Each entry below should be retyped exactly, with nothing omitted.

Dataset entries

:::

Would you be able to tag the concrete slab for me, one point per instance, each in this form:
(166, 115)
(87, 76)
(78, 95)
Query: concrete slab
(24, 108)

:::

Output below ▸
Would you be able to tag the concrete slab for me, one point per instance, each in this form:
(166, 115)
(87, 76)
(78, 95)
Query: concrete slab
(24, 108)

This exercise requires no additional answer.